The European Union and neutrality[2]

Within the framework of the European Union the Treaty of Lisbon formulated a solidarity clause (Article 222), which stipulates the provision of support in case of man-made disasters (e. g., terrorist attacks) and natural disasters following a request by the concerned state. However, this clause is not part of the EU’s Common Security and Defence Policy (CSDP) and must not be confused with assistance obligations (Article 42.7 of the Treaty of Lisbon). Contributions from member states are still voluntary and only provided upon a state’s request. Such contributions involve mainly police and other forms of civilian support rather than military support. Behind the solidarity clause stands very much the idea of collective security. The concept of collective security aims to enhance security among member states and partners, while the concept of collective defence is aimed at an outside enemy.

────────────────

- Request
Reproduce the passage on the European Union and neutrality word for word, in full.

[Items from a labeling collection]
────────────────

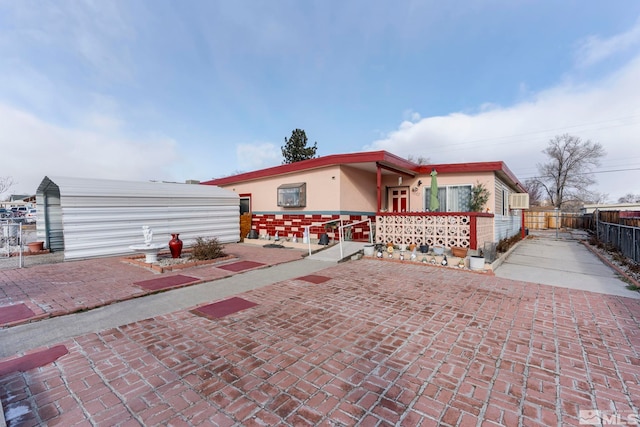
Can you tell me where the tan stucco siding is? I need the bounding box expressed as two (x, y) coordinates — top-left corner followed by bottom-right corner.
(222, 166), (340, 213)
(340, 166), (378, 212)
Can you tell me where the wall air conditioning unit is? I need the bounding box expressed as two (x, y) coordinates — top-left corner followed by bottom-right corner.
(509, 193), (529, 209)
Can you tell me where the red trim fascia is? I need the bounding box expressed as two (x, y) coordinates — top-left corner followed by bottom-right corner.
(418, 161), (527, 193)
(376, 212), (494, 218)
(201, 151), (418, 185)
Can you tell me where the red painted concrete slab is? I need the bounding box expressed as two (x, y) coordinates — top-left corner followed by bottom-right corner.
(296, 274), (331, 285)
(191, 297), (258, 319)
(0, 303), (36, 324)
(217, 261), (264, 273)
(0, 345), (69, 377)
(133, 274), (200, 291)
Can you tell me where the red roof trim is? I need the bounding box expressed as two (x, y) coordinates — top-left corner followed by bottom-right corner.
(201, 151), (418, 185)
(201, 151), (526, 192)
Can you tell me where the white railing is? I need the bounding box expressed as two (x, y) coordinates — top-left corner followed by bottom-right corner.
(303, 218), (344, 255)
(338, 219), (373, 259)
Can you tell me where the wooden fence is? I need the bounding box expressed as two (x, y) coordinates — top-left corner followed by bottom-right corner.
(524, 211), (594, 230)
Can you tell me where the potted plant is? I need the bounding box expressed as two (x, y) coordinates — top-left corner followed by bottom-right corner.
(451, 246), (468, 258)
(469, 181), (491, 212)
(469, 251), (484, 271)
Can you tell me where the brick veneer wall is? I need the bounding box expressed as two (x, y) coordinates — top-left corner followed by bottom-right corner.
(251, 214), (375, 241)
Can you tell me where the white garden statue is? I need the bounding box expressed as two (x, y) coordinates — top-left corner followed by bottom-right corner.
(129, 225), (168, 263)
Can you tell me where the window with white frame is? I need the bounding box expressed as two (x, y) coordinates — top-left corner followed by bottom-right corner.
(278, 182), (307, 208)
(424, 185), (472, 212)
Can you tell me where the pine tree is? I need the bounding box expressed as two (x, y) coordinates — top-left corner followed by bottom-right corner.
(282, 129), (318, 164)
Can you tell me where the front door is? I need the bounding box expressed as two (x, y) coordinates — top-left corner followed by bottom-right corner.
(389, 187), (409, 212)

────────────────

- Answer to this task
The European Union and neutrality[2]

Within the framework of the European Union the Treaty of Lisbon formulated a solidarity clause (Article 222), which stipulates the provision of support in case of man-made disasters (e. g., terrorist attacks) and natural disasters following a request by the concerned state. However, this clause is not part of the EU’s Common Security and Defence Policy (CSDP) and must not be confused with assistance obligations (Article 42.7 of the Treaty of Lisbon). Contributions from member states are still voluntary and only provided upon a state’s request. Such contributions involve mainly police and other forms of civilian support rather than military support. Behind the solidarity clause stands very much the idea of collective security. The concept of collective security aims to enhance security among member states and partners, while the concept of collective defence is aimed at an outside enemy.